> Task details
Write out the whole listing again, exactly.

━━━━━━

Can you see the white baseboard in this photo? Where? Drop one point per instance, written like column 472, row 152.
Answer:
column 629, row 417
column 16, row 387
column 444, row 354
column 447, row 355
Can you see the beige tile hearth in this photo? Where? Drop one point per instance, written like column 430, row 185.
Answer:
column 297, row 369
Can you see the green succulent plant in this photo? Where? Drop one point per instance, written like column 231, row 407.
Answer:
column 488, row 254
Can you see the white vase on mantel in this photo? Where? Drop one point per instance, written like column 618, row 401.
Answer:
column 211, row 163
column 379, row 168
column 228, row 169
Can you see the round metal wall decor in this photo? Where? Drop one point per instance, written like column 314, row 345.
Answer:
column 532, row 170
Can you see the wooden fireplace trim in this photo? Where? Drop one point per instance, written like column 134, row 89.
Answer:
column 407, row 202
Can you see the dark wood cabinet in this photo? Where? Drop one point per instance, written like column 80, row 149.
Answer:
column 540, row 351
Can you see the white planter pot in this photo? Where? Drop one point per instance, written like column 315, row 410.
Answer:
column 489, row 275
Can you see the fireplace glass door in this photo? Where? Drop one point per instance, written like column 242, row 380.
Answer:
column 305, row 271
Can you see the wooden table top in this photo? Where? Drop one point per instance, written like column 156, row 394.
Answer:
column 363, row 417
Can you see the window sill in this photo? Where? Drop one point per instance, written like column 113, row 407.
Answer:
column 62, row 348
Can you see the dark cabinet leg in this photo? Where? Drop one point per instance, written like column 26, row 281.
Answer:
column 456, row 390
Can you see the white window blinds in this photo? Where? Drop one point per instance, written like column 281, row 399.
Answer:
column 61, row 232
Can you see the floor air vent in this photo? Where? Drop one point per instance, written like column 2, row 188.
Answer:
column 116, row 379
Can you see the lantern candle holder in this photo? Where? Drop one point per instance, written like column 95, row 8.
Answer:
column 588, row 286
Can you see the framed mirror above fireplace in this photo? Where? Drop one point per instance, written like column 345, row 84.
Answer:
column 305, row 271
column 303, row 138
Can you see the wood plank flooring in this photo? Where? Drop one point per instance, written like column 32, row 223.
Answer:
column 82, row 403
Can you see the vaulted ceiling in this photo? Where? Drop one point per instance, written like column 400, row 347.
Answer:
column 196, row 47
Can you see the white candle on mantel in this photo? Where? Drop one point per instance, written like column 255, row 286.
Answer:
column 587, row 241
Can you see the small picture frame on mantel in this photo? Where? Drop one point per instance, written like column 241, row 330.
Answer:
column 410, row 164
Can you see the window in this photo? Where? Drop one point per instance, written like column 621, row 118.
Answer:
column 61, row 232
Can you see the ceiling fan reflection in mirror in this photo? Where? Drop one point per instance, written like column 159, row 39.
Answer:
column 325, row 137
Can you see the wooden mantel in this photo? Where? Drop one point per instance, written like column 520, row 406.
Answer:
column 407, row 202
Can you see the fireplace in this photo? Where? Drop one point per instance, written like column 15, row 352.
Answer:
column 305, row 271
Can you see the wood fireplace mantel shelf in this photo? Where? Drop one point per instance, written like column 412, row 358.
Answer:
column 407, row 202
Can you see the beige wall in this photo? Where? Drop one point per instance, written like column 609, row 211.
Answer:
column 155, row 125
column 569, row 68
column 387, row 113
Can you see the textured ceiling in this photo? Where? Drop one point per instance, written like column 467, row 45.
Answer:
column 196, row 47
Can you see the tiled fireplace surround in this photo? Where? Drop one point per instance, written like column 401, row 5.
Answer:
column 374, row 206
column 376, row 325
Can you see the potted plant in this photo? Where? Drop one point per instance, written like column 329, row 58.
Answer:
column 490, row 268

━━━━━━

> Exercise result
Can you see the white baseboard in this photo? Where? Drop one point per instance, written like column 472, row 152.
Answer:
column 629, row 417
column 16, row 387
column 444, row 354
column 447, row 355
Can you see the beige tile hearth in this photo? Where? Drop one point per instance, written like column 430, row 185.
Answer:
column 297, row 369
Can you see the green succulent plant in this photo? Where? Drop one point per instance, written like column 231, row 407.
Answer:
column 488, row 254
Can you see the white vase on mantel in this photo? Where? Drop one point per instance, written like column 618, row 401.
Answer:
column 211, row 163
column 379, row 168
column 228, row 169
Can you see the round metal wall decor in this photo? Where? Drop one point per instance, written like column 314, row 345.
Answer:
column 532, row 170
Can you see the wooden fireplace trim in this photo? Where? Drop one point per instance, written like column 134, row 89.
Answer:
column 407, row 202
Can you see the dark wood cabinet in this photo? Where? Drop one point per instance, written like column 80, row 149.
Answer:
column 540, row 351
Can you see the white planter pot in this photo? Where? Drop one point per instance, written like column 315, row 410.
Answer:
column 489, row 275
Can you see the fireplace glass door in this photo? Where? Drop one point per instance, written like column 242, row 380.
Answer:
column 305, row 271
Can you see the wooden table top in this photo? Where? Drop one point per instance, written like column 156, row 394.
Answer:
column 363, row 417
Can you see the window sill in this photo? Where? Drop one point per instance, written like column 113, row 407.
Answer:
column 62, row 348
Can you see the dark cabinet leg in this photo? Where? Drop one point per instance, written like column 26, row 281.
Answer:
column 456, row 390
Can you see the white window blinds in this photo? Where? Drop one point per instance, written like column 281, row 399.
Answer:
column 61, row 232
Can you see the floor air vent in this photo? Where? Drop one point per instance, written like column 2, row 188.
Answer:
column 116, row 379
Can you see the lantern candle holder in this photo? Where? Drop one point per instance, written like column 95, row 8.
Answer:
column 588, row 286
Can you see the framed mirror above fireplace in this photo? Where? Drop one point per instance, written like column 345, row 84.
Answer:
column 305, row 271
column 303, row 138
Can you see the wood plank flooring in this photo? Where? Drop one point per instance, written like column 32, row 223.
Answer:
column 82, row 403
Can you see the vaulted ceiling in this photo? Where? Drop one point per instance, written like column 400, row 347.
Answer:
column 196, row 47
Can you see the white candle on mantel in this photo? Where? Drop one point per instance, written like column 255, row 286.
Answer:
column 587, row 241
Can you see the small picture frame on mantel in this photo? Where? Drop one point per instance, written like column 241, row 330.
Answer:
column 410, row 164
Can you see the window in this photo? Where? Drop one point per instance, written like column 621, row 118.
Answer:
column 61, row 232
Can you see the ceiling fan reflection in mirror in this photo? Where? Drop one point per instance, written like column 159, row 39.
Answer:
column 325, row 137
Can you see the wooden mantel in this photo? Where? Drop one point per instance, written like column 520, row 406.
Answer:
column 407, row 202
Can you see the fireplace in this photo? Where? Drop one point per instance, written like column 15, row 352.
Answer:
column 305, row 271
Can you see the wood fireplace mantel shelf in this photo? Where? Drop one point per instance, written like column 412, row 358.
Answer:
column 407, row 202
Can you see the beige wall in this photo? Where? Drop one point per instance, written like column 609, row 211.
Answer:
column 155, row 125
column 569, row 68
column 387, row 113
Can you see the textured ceiling in this photo? Where? Drop one point per instance, written like column 467, row 45.
Answer:
column 196, row 47
Can you see the tiled fireplace surround in this photo? Where? Drop one point per instance, written like column 401, row 5.
Answer:
column 374, row 206
column 376, row 325
Can you see the potted plant in this photo? Where? Drop one point per instance, written like column 329, row 58.
Answer:
column 490, row 268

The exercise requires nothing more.